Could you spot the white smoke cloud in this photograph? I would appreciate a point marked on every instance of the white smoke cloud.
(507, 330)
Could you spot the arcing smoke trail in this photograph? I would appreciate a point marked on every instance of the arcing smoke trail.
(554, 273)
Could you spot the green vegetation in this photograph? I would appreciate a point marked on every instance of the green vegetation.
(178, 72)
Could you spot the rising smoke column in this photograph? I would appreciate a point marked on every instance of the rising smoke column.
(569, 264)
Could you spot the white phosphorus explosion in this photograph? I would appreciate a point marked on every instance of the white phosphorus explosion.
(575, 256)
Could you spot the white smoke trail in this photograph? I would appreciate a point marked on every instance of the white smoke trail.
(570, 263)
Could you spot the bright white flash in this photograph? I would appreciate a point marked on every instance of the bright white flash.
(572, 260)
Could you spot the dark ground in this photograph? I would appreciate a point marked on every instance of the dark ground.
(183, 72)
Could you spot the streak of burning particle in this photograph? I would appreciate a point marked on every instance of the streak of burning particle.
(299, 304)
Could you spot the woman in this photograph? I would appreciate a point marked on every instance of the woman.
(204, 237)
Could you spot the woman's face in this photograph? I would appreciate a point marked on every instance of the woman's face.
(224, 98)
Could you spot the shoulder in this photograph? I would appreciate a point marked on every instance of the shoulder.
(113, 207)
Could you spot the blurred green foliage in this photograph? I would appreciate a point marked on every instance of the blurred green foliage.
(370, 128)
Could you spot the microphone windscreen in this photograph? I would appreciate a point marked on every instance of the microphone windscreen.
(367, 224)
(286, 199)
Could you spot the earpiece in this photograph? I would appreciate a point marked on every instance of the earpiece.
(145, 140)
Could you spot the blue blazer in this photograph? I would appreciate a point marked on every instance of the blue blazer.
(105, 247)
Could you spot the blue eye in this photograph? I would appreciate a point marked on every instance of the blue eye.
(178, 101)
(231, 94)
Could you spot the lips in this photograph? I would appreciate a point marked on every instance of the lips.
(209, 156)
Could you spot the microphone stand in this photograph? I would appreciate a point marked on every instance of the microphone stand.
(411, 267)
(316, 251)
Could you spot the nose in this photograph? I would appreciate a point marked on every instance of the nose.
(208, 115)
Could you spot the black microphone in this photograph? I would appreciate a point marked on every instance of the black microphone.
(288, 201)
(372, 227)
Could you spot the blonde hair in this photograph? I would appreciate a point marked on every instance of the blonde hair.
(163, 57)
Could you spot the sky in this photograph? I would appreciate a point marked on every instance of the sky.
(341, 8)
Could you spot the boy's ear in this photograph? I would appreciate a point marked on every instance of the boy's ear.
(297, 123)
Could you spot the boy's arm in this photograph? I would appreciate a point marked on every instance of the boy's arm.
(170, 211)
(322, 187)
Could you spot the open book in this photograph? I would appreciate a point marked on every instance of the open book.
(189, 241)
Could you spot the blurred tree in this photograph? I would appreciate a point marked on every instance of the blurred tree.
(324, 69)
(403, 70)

▸ **GIVEN PROBLEM**
Arrange every row above as a two-column CSV with the headers request and points, one line per row, placing the request text and its answer each in a single quoted field with any line breaks replaced by spaces.

▸ **REPLY TO THE TASK**
request,points
"Could you spot the white smoke cloud in this photograph? I would appreciate a point marked on every instance of the white smoke cloud.","(507, 330)"
"Could you spot the arcing smoke trail in this photograph? I would appreciate a point marked on every instance of the arcing smoke trail.","(554, 273)"
"Could you spot the green vegetation in this photograph? I would appreciate a point marked on every instance of the green vegetation.","(178, 72)"
"Could you spot the rising smoke column in this photograph? I would appreciate a point marked on every instance of the rising smoke column.","(569, 264)"
"Could you spot the white phosphorus explosion in this photograph? I would appreciate a point marked on every instance of the white phosphorus explosion.","(575, 256)"
"Could you spot the white smoke trail in this photograph? I would appreciate a point marked on every instance of the white smoke trail.","(570, 263)"
"Could you spot the bright white flash in this photograph? I would appreciate a point marked on every instance of the bright white flash.","(572, 260)"
"Could you spot the dark ground in this photograph? I would appreciate a point marked on every instance of the dark ground.","(183, 72)"
"Could you spot the streak of burning particle in this photograph? I would appreciate a point marked on every instance of the streak of burning particle.","(299, 304)"
"Could you spot the woman in this photograph? I would appreciate a point marked on every instance of the woman.","(204, 237)"
"Could you spot the woman's face in this photograph? I would appreciate a point marked on every instance of the woman's face.","(224, 98)"
"Could you spot the shoulder in this photograph? I would appreciate a point marked on every instance of the shoulder.","(113, 207)"
"Could you spot the blurred green foliage in this photograph? I would appreciate a point marked on every instance of the blurred green foliage.","(370, 128)"
"Could you spot the microphone windscreen in this photograph? I would appreciate a point marked on every instance of the microphone windscreen.","(367, 224) (286, 199)"
"Could you spot the earpiece in this photograph? I would appreciate a point marked on every instance of the earpiece.","(145, 140)"
"Could you spot the blue blazer in this photograph? I would appreciate a point marked on every instance of the blue blazer.","(105, 247)"
"Could you spot the blue eye in this photograph? I would appreciate a point marked on every instance of the blue eye.","(178, 101) (231, 94)"
"Could you spot the lips in this photograph? I would appreciate a point marked on every instance of the lips.","(209, 156)"
"Could you spot the microphone stand in this photograph? I would appreciate a point marked on every instance of the microphone stand.","(411, 267) (316, 251)"
"Could you spot the nose in this photograph? I would appreciate a point marked on every instance of the nose.","(208, 115)"
"Could you spot the black microphone in this photograph? I would appreciate a point marked on every instance of the black microphone.","(288, 201) (372, 227)"
"Could you spot the blonde hair in this photograph? I would appreciate a point marked on every instance of the blonde hair.","(163, 57)"
"Could you spot the sky in this photograph? I would appreciate a point marked on every instance of the sky.","(341, 8)"
"Could you spot the boy's ear in this photograph? I would appreciate a point marked on every instance of the boy's ear.","(297, 123)"
"Could you spot the boy's arm in this photograph? I would appreciate a point marked on every instance of the boy's arm.","(170, 211) (322, 187)"
"Could you spot the open book in this photograph? I would appreciate a point marked on every instance of the open book.","(189, 241)"
"Could you spot the blurred tree in this photograph? I would appreciate a point marked on every instance of the blurred tree.","(324, 69) (403, 70)"